What this task involves:
Only the lines that hold "fence" should be in the answer, each copied from the data below.

Source records:
—————

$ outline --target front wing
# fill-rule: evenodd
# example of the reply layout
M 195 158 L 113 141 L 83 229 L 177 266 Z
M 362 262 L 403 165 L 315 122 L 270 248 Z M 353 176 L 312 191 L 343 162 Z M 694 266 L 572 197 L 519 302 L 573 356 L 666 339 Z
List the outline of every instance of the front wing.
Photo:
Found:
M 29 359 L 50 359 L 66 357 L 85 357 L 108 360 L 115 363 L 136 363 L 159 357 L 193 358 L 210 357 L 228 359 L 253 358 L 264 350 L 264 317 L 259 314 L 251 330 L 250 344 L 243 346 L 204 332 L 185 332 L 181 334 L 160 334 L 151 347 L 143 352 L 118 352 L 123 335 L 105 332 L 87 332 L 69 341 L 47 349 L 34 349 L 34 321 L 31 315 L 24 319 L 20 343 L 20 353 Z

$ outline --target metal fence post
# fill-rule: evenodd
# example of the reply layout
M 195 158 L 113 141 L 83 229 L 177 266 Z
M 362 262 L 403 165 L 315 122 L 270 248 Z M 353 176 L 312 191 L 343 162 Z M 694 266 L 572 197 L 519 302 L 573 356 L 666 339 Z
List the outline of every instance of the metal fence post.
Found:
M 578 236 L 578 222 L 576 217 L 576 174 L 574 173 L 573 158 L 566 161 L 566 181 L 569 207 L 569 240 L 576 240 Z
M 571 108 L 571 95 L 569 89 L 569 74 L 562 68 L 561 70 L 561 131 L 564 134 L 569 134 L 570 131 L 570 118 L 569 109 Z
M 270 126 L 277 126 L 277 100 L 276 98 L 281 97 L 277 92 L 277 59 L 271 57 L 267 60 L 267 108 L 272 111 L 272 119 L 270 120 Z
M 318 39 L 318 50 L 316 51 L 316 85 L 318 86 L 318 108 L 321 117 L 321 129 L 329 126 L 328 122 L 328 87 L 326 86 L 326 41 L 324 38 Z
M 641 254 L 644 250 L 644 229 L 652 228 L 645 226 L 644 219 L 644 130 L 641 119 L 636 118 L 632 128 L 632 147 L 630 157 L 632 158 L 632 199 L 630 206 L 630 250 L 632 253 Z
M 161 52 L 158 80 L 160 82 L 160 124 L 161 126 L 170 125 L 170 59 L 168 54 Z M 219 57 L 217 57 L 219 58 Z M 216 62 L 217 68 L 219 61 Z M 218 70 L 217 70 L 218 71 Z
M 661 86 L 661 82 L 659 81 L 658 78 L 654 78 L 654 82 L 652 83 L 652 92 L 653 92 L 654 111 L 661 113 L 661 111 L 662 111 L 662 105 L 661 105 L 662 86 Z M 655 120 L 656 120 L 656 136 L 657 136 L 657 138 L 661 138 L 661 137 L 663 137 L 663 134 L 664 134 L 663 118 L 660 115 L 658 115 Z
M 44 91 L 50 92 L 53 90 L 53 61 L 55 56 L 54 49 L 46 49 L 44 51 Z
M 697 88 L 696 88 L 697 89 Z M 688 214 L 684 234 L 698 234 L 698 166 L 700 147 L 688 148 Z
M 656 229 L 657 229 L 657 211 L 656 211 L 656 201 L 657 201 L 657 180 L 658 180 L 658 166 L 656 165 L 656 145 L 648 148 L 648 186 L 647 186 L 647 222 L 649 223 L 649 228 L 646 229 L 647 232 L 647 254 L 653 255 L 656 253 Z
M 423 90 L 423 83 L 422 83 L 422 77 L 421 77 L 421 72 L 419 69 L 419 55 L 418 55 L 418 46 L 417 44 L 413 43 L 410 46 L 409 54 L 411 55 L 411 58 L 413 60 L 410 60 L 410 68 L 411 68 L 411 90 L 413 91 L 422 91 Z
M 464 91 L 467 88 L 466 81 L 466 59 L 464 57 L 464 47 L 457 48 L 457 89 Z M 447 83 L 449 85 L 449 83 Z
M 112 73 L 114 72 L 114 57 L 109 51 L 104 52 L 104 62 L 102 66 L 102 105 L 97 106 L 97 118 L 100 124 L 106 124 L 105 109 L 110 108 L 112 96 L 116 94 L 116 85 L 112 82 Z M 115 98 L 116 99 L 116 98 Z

—————

Response:
$ outline --target metal fence post
List the outline of every instance of the metal fence post.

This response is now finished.